▶ SET EXERCISE 1: Rewrite the records from the line with "Per the model card, this system localises the headlight" up to and including the line with "206 267 737 383" as a Markdown table, skipping blank lines, with a "Row" column for the row number and a "Line" column for the line.

Create a File System Input
File system Connection types:
- Local File System
Create an Input for File System Data in Hero_Flow
- Open Hero_Flow.
- Click Inputs from the menu on the left.
- Click Create New Input.
- Enter a name for the File System Input and select a File System Connection from the drop-down list.
- Configure the File System Input data.
Enter the file path to the data.
- Pattern mapping characters:
- "?" matches one character.
- "*" matches zero or more characters.
- "**" matches zero or more directories in a path.
- folder/t?st.txt - matches folder/test.txt but also folder/tast.txt or folder/txst.txt
- folder/*.txt - matches all .txt files in the folder directory.
- folder/**/test.txt - matches all test.txt files underneath the folder path.
- folder/subfolder/subfolder2/**/*.txt - matches all .txt files underneath the folder/subfolder/subfolder2 path.

▶ SET EXERCISE 2: Reproduce the part of the File System Input guide from "Enter the file" up to and including "directories in a path." word for word.

▶ DATASET RECORDS:
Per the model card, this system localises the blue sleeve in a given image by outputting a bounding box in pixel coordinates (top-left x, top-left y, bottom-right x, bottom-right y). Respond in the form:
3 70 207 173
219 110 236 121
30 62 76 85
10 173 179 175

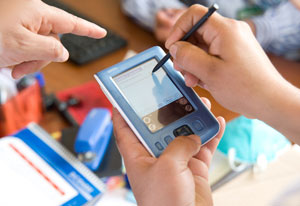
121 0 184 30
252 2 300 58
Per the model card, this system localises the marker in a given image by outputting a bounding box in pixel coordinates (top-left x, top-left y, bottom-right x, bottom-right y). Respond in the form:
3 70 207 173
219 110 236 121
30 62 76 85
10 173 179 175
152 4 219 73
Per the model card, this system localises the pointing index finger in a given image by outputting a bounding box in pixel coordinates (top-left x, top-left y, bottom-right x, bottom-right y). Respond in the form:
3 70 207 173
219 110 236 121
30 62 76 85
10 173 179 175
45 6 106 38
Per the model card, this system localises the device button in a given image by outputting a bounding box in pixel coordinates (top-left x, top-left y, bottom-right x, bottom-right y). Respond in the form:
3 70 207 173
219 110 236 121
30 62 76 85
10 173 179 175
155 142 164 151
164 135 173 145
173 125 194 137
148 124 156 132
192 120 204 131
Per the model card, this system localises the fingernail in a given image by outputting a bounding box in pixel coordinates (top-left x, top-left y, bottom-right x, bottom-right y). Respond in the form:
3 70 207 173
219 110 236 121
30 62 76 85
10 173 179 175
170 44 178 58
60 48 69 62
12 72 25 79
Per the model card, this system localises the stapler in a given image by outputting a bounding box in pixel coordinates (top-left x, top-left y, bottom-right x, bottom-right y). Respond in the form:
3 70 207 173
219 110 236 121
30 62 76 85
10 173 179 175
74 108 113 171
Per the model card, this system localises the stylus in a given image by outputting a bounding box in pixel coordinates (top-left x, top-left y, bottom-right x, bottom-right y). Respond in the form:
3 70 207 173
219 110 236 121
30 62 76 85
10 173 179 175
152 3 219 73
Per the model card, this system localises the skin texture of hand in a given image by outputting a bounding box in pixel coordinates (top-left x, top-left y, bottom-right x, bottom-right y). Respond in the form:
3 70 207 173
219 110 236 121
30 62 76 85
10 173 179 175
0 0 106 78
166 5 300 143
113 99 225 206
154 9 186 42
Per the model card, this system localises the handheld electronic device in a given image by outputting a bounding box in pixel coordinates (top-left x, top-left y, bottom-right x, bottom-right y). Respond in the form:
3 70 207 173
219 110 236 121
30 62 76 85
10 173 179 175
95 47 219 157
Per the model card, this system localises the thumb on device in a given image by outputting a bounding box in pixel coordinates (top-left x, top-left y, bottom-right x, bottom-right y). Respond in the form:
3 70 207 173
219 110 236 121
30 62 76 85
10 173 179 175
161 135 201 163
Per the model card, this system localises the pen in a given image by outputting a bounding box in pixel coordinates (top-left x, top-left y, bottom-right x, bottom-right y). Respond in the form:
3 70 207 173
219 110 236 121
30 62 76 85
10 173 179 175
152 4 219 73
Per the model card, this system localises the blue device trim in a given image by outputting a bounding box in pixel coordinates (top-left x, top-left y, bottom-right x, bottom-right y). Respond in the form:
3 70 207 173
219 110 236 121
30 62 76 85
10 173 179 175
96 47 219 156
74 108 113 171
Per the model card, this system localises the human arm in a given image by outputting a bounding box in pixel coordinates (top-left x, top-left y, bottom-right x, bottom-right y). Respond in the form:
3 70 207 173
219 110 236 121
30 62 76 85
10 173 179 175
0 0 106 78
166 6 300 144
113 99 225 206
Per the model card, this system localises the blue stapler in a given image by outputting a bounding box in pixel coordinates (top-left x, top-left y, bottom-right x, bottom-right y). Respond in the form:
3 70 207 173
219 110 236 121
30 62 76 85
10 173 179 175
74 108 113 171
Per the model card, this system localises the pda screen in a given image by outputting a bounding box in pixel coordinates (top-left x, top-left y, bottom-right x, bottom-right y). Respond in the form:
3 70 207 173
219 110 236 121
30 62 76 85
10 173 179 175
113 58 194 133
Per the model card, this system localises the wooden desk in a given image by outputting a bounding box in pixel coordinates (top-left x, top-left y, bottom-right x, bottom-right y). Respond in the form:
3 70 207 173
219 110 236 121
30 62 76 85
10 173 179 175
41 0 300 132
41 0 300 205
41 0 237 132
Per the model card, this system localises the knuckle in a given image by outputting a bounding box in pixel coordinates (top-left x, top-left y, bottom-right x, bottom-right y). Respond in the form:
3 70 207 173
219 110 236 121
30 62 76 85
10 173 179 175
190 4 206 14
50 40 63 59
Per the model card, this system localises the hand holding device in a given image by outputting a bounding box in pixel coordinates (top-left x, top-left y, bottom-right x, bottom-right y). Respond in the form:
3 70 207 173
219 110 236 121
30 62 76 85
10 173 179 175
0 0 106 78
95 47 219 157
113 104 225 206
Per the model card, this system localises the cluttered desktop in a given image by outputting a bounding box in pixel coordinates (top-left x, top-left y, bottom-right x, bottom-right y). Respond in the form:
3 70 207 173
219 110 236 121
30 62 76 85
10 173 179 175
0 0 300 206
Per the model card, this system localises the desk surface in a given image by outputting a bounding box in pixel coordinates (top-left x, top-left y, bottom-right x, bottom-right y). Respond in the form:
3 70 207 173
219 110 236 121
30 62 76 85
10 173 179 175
==
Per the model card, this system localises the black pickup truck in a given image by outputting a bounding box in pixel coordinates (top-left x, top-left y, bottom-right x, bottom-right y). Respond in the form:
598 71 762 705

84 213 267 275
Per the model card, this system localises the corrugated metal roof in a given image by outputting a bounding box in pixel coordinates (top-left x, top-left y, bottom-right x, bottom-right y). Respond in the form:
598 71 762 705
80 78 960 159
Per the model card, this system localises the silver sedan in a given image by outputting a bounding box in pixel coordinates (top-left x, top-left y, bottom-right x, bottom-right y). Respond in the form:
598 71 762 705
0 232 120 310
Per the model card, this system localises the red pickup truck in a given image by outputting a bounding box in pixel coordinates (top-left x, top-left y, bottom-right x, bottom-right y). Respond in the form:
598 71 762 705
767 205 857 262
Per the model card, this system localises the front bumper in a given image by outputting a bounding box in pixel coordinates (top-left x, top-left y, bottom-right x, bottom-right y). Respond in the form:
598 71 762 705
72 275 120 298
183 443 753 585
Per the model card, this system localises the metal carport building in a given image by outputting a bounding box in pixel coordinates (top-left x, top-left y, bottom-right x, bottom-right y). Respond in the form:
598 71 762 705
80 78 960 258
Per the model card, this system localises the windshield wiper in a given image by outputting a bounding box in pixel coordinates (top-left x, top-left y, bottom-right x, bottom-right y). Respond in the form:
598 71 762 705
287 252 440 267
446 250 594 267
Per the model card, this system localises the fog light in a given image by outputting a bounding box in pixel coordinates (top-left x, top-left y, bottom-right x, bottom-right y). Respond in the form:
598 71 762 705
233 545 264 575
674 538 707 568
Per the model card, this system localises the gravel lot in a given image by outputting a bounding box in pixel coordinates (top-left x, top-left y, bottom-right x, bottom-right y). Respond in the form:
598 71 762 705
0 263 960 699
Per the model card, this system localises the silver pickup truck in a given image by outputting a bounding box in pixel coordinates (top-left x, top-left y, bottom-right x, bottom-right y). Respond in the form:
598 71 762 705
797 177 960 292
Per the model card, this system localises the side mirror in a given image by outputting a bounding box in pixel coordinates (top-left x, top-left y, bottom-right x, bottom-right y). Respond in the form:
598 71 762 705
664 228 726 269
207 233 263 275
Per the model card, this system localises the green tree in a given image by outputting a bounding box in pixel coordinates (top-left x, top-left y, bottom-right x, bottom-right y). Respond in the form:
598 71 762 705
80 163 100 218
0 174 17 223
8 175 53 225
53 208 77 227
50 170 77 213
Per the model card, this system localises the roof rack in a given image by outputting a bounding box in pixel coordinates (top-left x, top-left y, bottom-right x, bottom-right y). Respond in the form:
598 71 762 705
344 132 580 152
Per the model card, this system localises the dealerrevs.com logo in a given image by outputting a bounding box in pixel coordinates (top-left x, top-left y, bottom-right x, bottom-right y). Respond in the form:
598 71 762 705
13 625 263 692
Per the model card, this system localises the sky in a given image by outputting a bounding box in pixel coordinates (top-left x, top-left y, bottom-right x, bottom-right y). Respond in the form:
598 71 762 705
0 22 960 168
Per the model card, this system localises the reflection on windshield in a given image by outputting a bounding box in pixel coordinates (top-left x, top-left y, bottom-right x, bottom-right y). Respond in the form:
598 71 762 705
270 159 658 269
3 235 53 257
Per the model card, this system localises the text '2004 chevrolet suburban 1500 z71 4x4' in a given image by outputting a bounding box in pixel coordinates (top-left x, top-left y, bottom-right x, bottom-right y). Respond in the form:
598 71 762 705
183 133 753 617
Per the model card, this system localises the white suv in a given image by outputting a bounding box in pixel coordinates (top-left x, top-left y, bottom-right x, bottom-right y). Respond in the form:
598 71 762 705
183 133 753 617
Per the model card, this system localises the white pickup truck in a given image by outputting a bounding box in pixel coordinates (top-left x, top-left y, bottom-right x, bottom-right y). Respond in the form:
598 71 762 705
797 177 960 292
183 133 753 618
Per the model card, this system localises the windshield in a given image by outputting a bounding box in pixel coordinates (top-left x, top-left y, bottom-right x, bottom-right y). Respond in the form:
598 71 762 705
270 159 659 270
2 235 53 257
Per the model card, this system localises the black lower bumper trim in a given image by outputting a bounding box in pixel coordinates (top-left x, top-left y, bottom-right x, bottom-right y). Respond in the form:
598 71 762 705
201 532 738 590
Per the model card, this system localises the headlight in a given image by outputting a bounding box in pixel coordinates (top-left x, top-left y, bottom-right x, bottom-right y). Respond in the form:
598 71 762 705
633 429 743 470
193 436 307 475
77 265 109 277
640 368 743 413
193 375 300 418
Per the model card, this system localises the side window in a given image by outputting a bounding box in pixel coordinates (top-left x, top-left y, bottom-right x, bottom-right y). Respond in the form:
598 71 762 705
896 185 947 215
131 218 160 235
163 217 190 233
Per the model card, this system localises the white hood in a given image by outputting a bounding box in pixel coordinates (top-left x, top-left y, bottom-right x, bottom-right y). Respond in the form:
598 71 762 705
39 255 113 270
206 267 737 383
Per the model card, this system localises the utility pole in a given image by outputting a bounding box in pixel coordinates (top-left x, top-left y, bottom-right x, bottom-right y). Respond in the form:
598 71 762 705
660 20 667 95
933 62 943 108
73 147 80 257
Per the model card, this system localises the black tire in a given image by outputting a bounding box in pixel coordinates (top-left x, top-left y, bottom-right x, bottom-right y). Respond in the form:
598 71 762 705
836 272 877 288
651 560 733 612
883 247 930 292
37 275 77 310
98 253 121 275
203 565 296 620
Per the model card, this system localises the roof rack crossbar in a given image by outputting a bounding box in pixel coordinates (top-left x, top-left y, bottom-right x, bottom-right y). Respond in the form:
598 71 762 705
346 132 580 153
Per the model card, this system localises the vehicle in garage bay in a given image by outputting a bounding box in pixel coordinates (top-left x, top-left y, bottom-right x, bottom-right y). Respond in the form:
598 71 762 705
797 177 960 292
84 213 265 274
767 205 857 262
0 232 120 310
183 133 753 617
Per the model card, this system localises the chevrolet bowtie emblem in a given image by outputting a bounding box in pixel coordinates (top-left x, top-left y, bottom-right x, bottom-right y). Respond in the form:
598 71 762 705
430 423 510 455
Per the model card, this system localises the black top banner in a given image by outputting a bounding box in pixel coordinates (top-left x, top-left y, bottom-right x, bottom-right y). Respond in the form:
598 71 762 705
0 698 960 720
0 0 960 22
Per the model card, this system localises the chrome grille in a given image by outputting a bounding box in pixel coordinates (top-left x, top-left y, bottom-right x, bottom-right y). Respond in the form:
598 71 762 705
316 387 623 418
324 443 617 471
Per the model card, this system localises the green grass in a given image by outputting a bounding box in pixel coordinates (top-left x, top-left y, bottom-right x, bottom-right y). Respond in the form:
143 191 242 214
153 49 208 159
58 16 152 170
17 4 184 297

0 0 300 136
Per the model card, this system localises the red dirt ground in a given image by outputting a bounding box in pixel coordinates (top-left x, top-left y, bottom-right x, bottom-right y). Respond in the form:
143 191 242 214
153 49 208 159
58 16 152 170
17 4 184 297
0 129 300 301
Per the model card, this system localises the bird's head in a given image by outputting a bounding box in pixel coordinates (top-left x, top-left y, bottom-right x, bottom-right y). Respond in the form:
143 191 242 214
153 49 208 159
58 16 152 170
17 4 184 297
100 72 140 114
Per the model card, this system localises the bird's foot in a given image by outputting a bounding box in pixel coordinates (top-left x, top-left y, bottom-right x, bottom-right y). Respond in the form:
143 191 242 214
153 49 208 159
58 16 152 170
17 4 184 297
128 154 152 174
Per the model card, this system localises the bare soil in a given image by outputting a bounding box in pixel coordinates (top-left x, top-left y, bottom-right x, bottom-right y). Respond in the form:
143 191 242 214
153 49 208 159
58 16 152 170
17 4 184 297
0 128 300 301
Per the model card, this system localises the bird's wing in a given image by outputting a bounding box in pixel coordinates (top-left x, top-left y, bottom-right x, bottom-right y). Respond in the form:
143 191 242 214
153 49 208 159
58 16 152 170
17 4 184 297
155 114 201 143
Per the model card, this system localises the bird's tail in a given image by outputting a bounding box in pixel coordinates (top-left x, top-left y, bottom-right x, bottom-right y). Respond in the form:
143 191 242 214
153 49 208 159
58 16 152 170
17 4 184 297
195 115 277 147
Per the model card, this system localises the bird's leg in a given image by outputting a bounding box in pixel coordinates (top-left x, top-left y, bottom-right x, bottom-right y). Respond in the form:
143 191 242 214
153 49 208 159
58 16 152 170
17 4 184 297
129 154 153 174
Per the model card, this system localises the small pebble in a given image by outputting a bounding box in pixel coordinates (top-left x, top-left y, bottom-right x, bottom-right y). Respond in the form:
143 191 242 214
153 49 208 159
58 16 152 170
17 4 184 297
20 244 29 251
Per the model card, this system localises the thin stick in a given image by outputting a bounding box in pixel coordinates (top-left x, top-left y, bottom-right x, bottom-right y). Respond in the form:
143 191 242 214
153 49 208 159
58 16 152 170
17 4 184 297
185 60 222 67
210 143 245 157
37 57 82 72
--
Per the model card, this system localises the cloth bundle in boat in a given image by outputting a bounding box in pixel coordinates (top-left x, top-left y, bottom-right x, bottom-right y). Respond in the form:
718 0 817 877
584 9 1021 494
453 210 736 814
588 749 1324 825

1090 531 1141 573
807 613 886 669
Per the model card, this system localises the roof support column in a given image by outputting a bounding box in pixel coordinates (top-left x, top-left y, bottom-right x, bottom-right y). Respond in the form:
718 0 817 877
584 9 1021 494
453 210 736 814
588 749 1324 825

▶ FINISHED ANSWER 1:
| Row | Line |
|---|---|
| 1 | Per the model card, this system localises the headlight in a given image by outputting a bounding box in pixel coordinates (top-left x, top-left y, bottom-right x, bottom-right y). Respond in the form: |
| 2 | 598 71 762 705 |
| 3 | 633 429 743 470 |
| 4 | 193 436 307 475 |
| 5 | 77 265 109 277 |
| 6 | 640 368 743 413 |
| 7 | 193 375 300 418 |
| 8 | Per the model card, this system localises the side window in a given image by outputting a bounding box in pixel coordinates (top-left x, top-left y, bottom-right x, bottom-right y). Respond in the form: |
| 9 | 598 71 762 705 |
| 10 | 896 185 947 215 |
| 11 | 131 218 160 235 |
| 12 | 163 217 190 233 |
| 13 | Per the model card, this system localises the white hood in a given image by outputting a bounding box in pixel coordinates (top-left x, top-left y, bottom-right x, bottom-right y). Respond in the form: |
| 14 | 598 71 762 705 |
| 15 | 39 255 113 270 |
| 16 | 206 267 737 383 |

▶ FINISHED ANSWER 2:
Enter the file path to the data.
- Pattern mapping characters:
- "?" matches one character.
- "*" matches zero or more characters.
- "**" matches zero or more directories in a path.